*** PAGE TEXT ***

Tos y Toc Artículo del psicólogo Damián Ruiz

Cough and OCD

 

Damián Ruiz

 

Introductory Prologue to the Seminar–Lecture delivered on February 27 at ISCREB in Barcelona by Damián Ruiz, General Health Psychologist (COPC) and Jungian Analyst (member of the Jung Institute of Barcelona and the IAAP)

Let us imagine that a person begins to cough.
The cough may be mild and temporary, as in the case of a common cold. It may be dry and irritating, resulting from allergies or environmental pollution. It may be productive, accompanied by mucus, indicating a respiratory infection. It may be persistent and chronic, as in asthma or chronic obstructive pulmonary disease. It may signal the onset of pneumonia. It may be a symptom of gastroesophageal reflux. In more serious cases, it may be the first sign of tuberculosis or even lung cancer.

In all these cases, the cough is not the disease. It is the symptom.

It is the visible manifestation of an underlying organic process. A responsible physician does not simply suppress it without further inquiry. They question its origin, investigate its cause, and examine the clinical context. The cough is a signal. The objective is not to silence the signal, but to understand what is producing it.

Now let us imagine a different scenario.

Suppose that medical institutions, political organizations, and the healthcare system decided to invest all their resources exclusively in making the cough disappear. Powerful antitussive drugs are developed. Effective protocols are created to reduce the cough reflex. Studies are published demonstrating a statistical decrease in coughing episodes across the population.

Some professionals succeed in eliminating the cough in most patients, regardless of its origin. An academic, institutional, and economic movement emerges in support of those who have “cured the cough.”

But the pulmonary, infectious, or inflammatory problem underlying it remains intact.

Some patients will later develop complications. Others will learn to live with the underlying cause as long as the cough is controlled. Statistics will show symptomatic success. However, the root of the problem will not have been addressed.

*** End of PAGE TEXT ***

◆ WORK TASK A
Please rewrite the paragraph of the text on cough and OCD that begins "The cough may be mild and temporary" as a short list, keeping its main facts.
◆ WORK TASK B
Carry on the text on cough and OCD from its final sentence.
The lines after this have nothing to do with the text on cough and OCD.

*** GIVEN DATA ***

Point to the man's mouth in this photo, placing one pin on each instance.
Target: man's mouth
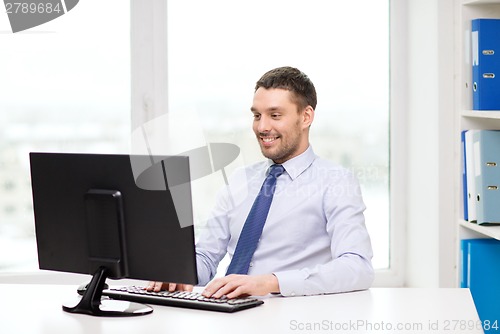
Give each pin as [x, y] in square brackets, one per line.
[268, 140]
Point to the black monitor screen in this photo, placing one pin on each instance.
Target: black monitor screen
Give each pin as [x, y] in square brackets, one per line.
[124, 216]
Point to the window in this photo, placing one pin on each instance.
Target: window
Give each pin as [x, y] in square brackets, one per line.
[218, 49]
[65, 88]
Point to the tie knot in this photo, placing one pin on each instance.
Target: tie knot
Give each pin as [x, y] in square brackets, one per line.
[276, 170]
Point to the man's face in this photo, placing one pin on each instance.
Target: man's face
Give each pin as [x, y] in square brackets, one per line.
[281, 129]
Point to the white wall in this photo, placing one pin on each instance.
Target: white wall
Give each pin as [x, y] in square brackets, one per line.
[430, 257]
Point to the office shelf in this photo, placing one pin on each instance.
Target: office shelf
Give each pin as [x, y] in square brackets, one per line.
[480, 2]
[493, 114]
[466, 11]
[491, 231]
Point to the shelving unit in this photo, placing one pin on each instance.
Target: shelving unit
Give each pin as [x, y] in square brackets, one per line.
[468, 118]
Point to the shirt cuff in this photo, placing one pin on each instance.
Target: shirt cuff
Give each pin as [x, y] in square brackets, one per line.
[292, 282]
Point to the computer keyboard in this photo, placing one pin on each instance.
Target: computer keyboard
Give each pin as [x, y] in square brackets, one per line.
[182, 299]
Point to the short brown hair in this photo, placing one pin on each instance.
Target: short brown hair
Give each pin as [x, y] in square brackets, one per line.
[293, 80]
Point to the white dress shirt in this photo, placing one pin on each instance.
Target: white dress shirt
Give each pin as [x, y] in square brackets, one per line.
[314, 240]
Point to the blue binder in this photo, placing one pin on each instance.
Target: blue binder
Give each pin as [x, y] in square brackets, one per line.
[481, 272]
[486, 64]
[487, 170]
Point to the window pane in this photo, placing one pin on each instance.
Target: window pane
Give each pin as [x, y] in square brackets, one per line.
[65, 87]
[218, 49]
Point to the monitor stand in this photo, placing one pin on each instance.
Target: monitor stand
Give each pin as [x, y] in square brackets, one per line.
[91, 302]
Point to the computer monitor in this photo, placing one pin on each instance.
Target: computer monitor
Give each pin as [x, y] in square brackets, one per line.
[96, 214]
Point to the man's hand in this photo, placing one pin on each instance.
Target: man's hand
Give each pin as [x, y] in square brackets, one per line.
[159, 286]
[233, 286]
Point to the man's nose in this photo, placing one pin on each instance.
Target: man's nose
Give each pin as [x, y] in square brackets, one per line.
[264, 124]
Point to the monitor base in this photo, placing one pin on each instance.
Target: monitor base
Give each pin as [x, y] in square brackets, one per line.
[92, 303]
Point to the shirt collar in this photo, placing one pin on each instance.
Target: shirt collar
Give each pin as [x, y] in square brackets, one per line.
[295, 166]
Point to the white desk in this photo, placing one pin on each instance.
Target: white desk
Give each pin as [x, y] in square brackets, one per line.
[27, 308]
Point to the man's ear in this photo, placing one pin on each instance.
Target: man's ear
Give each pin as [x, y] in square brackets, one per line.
[308, 116]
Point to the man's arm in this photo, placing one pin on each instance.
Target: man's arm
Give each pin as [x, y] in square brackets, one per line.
[233, 286]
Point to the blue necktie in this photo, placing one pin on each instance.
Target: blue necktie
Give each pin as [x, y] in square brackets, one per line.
[252, 230]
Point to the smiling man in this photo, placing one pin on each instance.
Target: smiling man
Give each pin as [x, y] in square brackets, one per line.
[293, 224]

*** End of GIVEN DATA ***

◆ ANSWER AREA A
A cough may be:
- mild and temporary, as with a common cold
- dry and irritating, from allergies or environmental pollution
- productive, with mucus, indicating a respiratory infection
- persistent and chronic, as in asthma or chronic obstructive pulmonary disease
- a sign of the onset of pneumonia
- a symptom of gastroesophageal reflux
- in more serious cases, the first sign of tuberculosis or even lung cancer

◆ ANSWER AREA B
This scenario, which would be unacceptable in medicine, is strikingly familiar in the field of obsessive-compulsive disorder.

OCD is a symptom. Beyond a possible genetic predisposition, it often emerges in the context of traumatic, stressful, or disorganizing circumstances, whether acute or prolonged, frequently during childhood or adolescence. Obsessions and compulsions constitute the visible manifestation—the tip of the iceberg—of a psychic structure that has been organized around fear, insecurity, and the need for control.

The obsessive symptom is not the essential problem. It is the expression of a deeper conflict.

However, what is widely validated at present is the reduction of the symptom: eliminating the “cough” or learning to manage it in the most functional way possible. What often remains in the background is the question that in medicine would be mandatory: what is producing this cough? What underlying process is generating the symptom?

In the psychological domain, the equivalent question would be: what psychic structure, what early experiences, what relational and symbolic configurations have given rise to the appearance of obsessions and compulsions?

It is striking that what would never be permitted in medicine—ignoring the organic cause of a symptom and limiting intervention to its suppression—can be considered sufficient in psychology.

The cough is not the disease.
OCD is not the root of the conflict.